Fragmentos de datos de anotación de puntos:
^^^^^^^^
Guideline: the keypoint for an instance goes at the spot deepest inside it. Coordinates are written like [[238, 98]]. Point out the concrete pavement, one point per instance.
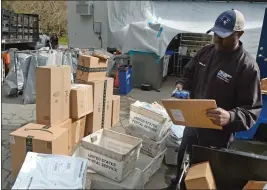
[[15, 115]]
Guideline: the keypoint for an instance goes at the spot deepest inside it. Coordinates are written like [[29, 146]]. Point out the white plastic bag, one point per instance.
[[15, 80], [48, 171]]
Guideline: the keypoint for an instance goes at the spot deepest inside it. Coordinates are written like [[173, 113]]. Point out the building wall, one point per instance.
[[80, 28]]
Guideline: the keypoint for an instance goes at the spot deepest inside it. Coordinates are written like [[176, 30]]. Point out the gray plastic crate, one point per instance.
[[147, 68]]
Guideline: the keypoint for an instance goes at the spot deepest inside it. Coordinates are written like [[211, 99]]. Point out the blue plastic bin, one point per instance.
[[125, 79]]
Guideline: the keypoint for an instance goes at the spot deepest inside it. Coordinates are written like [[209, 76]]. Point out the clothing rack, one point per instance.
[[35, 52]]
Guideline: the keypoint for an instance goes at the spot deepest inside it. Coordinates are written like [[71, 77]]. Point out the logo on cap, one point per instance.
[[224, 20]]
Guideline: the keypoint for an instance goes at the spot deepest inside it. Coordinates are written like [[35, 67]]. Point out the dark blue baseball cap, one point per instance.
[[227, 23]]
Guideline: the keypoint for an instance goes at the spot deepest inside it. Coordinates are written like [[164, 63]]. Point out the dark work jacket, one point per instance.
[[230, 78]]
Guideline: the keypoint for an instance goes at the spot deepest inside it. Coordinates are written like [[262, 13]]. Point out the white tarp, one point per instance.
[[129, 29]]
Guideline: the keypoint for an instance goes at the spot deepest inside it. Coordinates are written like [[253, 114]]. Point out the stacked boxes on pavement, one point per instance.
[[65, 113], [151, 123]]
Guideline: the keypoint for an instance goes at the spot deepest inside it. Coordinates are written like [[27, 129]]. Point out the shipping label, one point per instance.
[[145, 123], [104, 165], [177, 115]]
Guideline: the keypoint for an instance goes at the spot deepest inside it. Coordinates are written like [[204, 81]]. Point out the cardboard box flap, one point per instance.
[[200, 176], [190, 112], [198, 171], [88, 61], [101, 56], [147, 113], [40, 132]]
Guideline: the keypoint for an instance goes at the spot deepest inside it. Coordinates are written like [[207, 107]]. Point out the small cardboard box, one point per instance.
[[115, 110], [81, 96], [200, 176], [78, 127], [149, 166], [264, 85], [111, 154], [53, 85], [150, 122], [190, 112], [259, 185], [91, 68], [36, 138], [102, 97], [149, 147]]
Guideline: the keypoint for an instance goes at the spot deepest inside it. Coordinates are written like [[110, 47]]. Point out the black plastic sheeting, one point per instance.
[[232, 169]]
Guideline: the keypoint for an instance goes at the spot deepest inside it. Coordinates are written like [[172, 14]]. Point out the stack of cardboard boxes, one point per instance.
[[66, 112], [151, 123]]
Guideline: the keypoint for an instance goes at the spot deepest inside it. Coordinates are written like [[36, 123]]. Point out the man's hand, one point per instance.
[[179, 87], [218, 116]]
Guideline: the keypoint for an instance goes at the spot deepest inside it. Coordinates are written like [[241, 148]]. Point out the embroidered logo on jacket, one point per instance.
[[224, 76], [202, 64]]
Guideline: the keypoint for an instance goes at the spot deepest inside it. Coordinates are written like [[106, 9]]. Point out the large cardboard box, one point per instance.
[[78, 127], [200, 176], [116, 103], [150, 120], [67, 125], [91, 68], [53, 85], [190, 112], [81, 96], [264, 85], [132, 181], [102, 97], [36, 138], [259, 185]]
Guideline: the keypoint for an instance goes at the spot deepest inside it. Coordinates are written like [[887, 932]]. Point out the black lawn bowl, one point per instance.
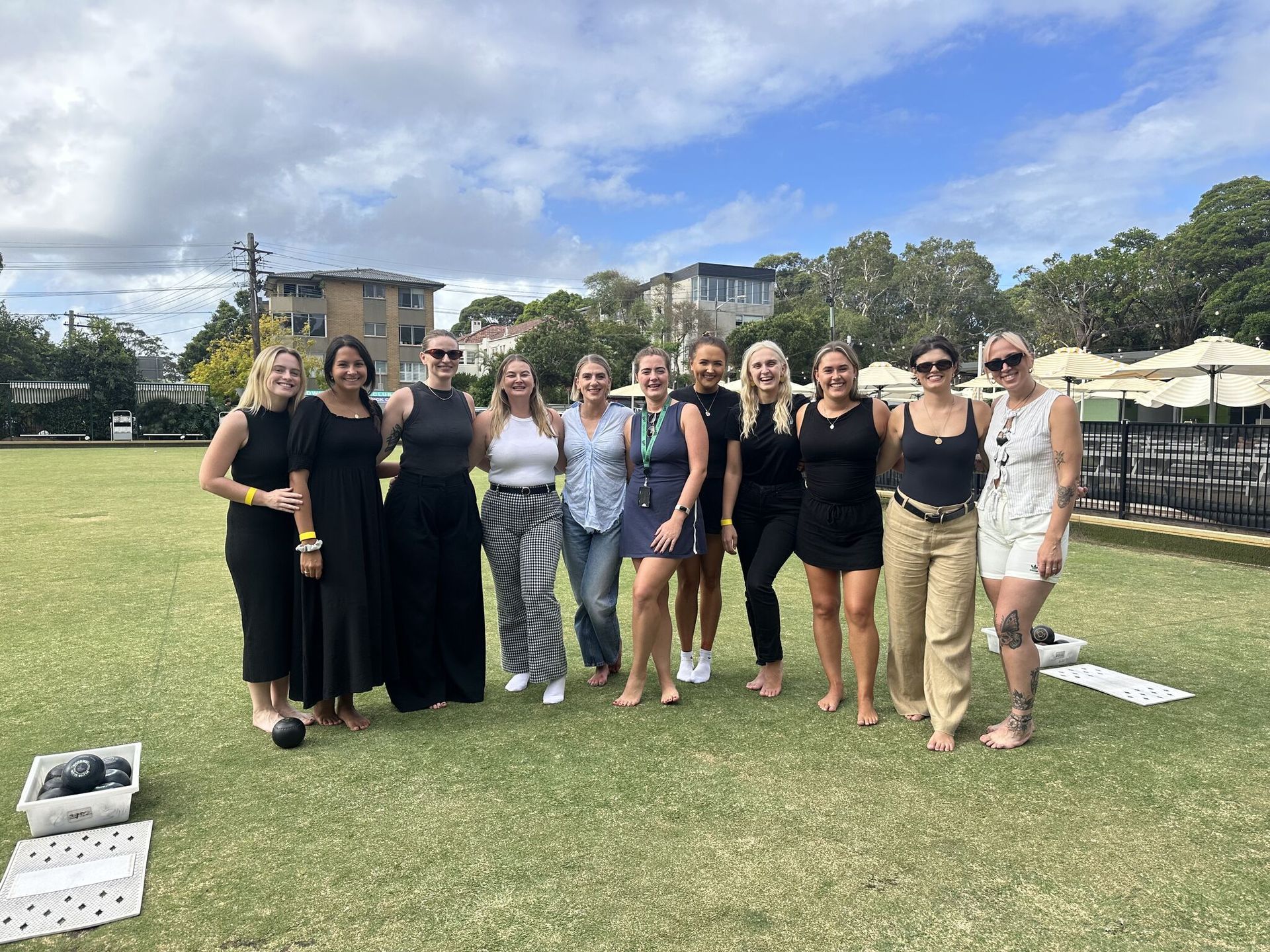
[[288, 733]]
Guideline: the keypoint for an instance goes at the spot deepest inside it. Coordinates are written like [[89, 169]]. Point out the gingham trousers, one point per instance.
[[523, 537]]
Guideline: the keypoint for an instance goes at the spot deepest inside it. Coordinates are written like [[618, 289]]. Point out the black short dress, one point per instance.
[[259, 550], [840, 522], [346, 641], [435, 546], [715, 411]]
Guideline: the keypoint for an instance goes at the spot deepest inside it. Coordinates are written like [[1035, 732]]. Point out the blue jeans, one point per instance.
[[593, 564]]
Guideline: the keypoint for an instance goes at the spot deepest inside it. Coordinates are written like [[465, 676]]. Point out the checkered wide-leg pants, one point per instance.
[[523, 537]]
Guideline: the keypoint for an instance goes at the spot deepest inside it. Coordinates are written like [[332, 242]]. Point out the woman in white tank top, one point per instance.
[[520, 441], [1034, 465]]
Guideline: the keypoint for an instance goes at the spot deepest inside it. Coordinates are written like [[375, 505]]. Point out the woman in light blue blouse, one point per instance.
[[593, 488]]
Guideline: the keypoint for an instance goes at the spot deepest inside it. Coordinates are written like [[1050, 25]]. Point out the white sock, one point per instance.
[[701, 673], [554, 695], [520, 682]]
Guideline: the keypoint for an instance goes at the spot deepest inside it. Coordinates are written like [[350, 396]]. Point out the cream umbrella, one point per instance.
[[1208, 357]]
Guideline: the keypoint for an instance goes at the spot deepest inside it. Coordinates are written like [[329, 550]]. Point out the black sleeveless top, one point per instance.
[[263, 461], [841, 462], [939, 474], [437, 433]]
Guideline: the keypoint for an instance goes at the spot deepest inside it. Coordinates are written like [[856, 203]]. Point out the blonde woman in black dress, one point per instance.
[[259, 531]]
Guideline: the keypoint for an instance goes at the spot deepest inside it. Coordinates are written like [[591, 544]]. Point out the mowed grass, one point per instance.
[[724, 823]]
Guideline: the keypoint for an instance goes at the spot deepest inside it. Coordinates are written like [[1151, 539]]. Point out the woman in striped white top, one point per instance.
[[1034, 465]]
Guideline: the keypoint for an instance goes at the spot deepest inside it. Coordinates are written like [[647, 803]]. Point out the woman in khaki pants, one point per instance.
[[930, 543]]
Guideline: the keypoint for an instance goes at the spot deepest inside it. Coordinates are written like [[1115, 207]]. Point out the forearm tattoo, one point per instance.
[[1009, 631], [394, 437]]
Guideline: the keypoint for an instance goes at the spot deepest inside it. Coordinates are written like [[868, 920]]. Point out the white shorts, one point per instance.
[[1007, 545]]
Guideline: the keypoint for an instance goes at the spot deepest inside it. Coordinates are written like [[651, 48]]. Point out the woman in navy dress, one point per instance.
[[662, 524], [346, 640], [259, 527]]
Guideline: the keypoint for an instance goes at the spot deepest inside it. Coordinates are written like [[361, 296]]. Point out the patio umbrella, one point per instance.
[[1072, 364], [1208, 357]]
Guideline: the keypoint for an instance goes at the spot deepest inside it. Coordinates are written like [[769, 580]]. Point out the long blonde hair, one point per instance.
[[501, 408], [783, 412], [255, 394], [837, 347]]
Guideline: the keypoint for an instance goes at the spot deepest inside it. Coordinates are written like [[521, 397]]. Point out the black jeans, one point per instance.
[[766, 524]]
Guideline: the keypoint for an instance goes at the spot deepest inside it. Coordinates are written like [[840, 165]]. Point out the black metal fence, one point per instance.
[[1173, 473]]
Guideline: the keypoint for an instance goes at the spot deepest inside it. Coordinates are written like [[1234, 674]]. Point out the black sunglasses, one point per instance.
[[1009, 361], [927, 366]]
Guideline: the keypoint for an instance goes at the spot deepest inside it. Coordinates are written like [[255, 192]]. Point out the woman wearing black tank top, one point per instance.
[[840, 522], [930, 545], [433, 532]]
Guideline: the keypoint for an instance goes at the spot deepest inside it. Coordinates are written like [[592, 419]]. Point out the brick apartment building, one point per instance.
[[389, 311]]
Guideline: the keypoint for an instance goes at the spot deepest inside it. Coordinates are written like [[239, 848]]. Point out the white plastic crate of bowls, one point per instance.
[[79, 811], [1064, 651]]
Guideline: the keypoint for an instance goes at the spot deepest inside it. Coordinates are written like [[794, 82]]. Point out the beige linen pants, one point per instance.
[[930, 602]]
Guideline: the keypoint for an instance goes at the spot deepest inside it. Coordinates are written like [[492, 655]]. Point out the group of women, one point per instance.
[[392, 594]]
^^^^^^^^
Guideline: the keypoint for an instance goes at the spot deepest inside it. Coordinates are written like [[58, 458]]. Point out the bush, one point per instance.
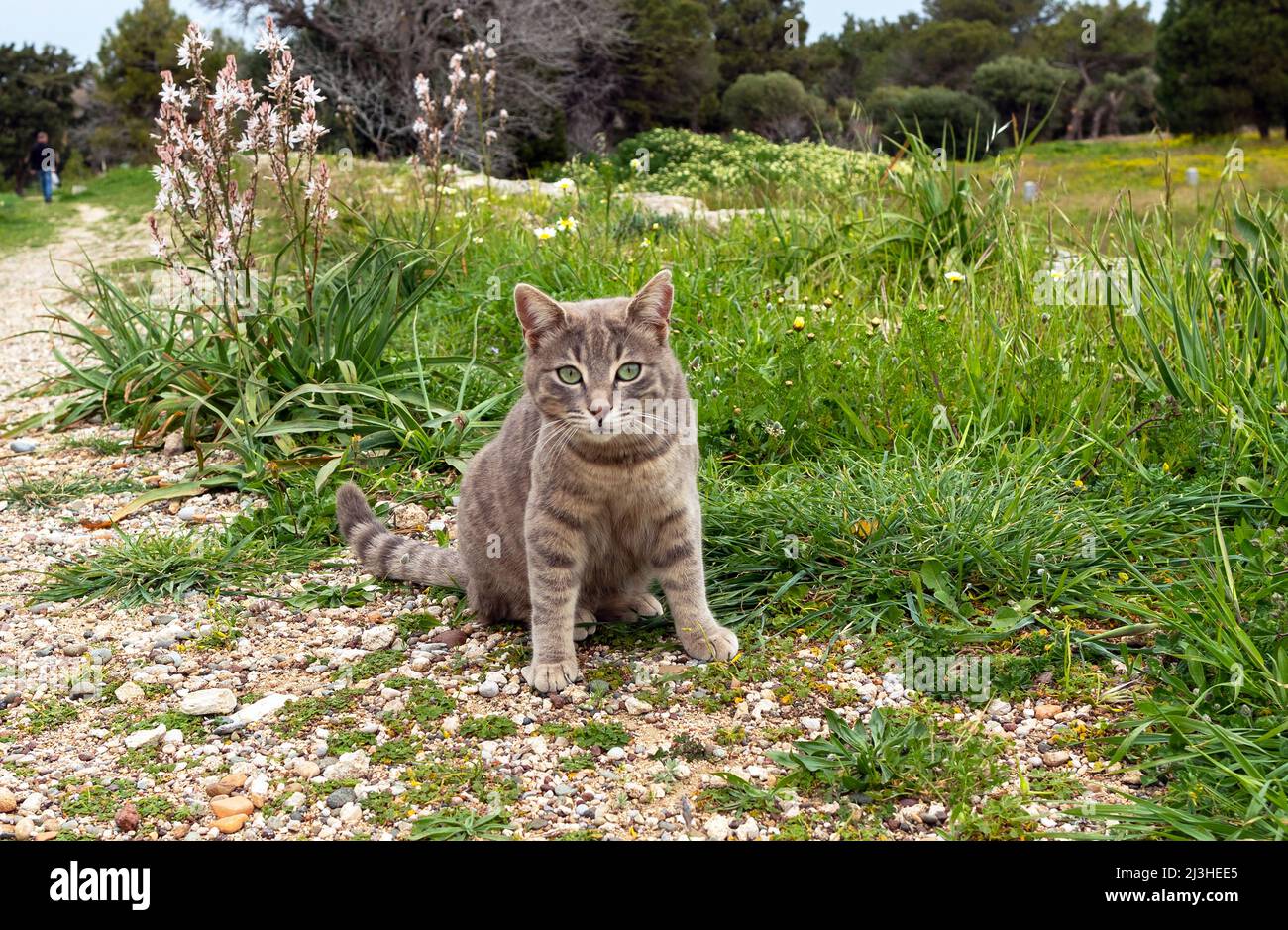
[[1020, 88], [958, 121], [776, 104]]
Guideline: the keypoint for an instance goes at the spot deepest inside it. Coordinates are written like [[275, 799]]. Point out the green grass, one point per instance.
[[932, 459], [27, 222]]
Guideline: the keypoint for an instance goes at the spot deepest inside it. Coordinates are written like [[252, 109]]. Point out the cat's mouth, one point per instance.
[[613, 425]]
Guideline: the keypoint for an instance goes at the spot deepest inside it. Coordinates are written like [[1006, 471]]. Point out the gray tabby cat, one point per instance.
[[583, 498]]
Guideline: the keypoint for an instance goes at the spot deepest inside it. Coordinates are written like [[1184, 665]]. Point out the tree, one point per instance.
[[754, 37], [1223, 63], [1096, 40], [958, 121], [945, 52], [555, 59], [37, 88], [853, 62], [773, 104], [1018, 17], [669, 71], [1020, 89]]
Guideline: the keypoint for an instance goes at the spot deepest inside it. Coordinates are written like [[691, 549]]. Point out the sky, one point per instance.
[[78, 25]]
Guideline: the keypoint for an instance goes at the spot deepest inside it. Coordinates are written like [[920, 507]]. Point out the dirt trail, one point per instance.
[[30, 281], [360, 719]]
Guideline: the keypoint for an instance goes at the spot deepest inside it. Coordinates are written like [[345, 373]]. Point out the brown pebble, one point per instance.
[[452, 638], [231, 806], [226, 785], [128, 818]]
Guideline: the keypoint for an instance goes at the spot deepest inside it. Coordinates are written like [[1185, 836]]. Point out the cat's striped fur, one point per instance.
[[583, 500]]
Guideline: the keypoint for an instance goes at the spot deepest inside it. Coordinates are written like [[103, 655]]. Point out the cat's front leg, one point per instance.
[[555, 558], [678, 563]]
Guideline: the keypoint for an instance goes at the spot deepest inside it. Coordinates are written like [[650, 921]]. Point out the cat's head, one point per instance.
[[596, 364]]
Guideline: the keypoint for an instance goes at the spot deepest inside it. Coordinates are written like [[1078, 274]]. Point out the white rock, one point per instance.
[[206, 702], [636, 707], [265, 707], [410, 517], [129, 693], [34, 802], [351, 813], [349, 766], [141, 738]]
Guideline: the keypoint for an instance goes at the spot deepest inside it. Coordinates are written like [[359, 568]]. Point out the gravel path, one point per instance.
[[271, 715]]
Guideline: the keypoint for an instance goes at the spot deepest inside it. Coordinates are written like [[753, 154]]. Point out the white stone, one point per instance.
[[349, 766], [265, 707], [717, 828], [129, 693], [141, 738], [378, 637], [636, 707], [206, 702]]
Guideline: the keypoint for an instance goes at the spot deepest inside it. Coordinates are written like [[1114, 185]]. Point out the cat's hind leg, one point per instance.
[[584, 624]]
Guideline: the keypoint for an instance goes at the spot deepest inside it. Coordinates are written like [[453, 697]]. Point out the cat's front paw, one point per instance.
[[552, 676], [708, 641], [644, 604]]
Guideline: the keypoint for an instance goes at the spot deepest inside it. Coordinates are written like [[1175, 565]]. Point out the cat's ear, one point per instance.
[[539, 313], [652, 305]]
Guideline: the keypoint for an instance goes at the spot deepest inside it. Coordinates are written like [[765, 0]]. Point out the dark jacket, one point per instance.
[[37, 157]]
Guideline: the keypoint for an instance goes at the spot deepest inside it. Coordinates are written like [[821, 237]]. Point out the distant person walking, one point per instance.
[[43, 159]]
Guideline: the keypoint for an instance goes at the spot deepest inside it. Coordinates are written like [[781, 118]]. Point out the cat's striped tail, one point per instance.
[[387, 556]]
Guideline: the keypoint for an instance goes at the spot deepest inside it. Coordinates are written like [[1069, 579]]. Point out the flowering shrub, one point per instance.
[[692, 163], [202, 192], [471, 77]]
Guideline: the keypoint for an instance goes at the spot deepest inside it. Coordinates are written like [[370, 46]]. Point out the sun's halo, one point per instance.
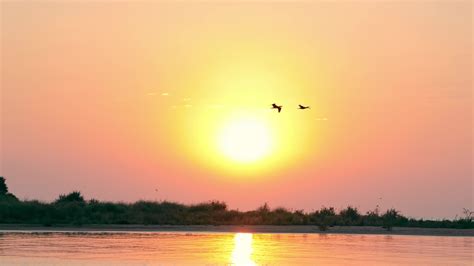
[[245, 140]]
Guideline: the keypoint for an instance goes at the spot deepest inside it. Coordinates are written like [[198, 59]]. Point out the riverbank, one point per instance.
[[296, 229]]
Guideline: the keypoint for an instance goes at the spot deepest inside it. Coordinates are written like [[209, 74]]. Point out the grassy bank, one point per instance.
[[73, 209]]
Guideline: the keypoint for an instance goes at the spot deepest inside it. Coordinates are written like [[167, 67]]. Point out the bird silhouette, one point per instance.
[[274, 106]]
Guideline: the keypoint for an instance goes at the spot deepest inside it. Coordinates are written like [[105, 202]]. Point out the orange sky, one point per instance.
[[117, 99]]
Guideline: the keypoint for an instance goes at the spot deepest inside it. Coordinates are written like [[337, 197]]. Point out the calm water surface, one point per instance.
^^^^^^^^
- _Ejercicio breve_
Presenta como tabla Markdown todo lo que va desde la línea que contiene "fence, one point per instance." hasta la que contiene "[[392, 594]]", ambas incluidas. Usa las columnas Núm y Línea, numera las filas y omite las líneas en blanco.

- _Respuesta_
| Núm | Línea |
|---|---|
| 1 | Guideline: the keypoint for an instance goes at the spot deepest inside it. Coordinates are written like [[840, 165]]. Point out the black metal fence, one point per instance. |
| 2 | [[1173, 473]] |
| 3 | Guideline: the keypoint for an instance goes at the spot deepest inside it. Coordinates are written like [[1234, 674]]. Point out the black sunglasses, one point per instance. |
| 4 | [[1009, 361], [927, 366]] |
| 5 | Guideline: the keypoint for an instance goes at the spot deepest inside it. Coordinates are written like [[255, 192]]. Point out the woman wearing black tank top, one point per instance. |
| 6 | [[840, 522], [930, 545], [433, 532]] |
| 7 | Guideline: the keypoint for an instance goes at the spot deepest inside it. Coordinates are written like [[592, 419]]. Point out the brick apartment building, one point per instance. |
| 8 | [[389, 311]] |
| 9 | Guideline: the keypoint for an instance goes at the spot deepest inside it. Coordinates are written like [[239, 848]]. Point out the white plastic crate of bowls, one point per instance. |
| 10 | [[79, 811], [1064, 651]] |
| 11 | Guideline: the keypoint for an instance goes at the spot deepest inside it. Coordinates are written like [[794, 82]]. Point out the beige linen pants, one point per instance. |
| 12 | [[930, 602]] |
| 13 | Guideline: the keypoint for an instance goes at the spot deepest inside it. Coordinates are written like [[492, 655]]. Point out the group of women, one point per instance. |
| 14 | [[392, 594]] |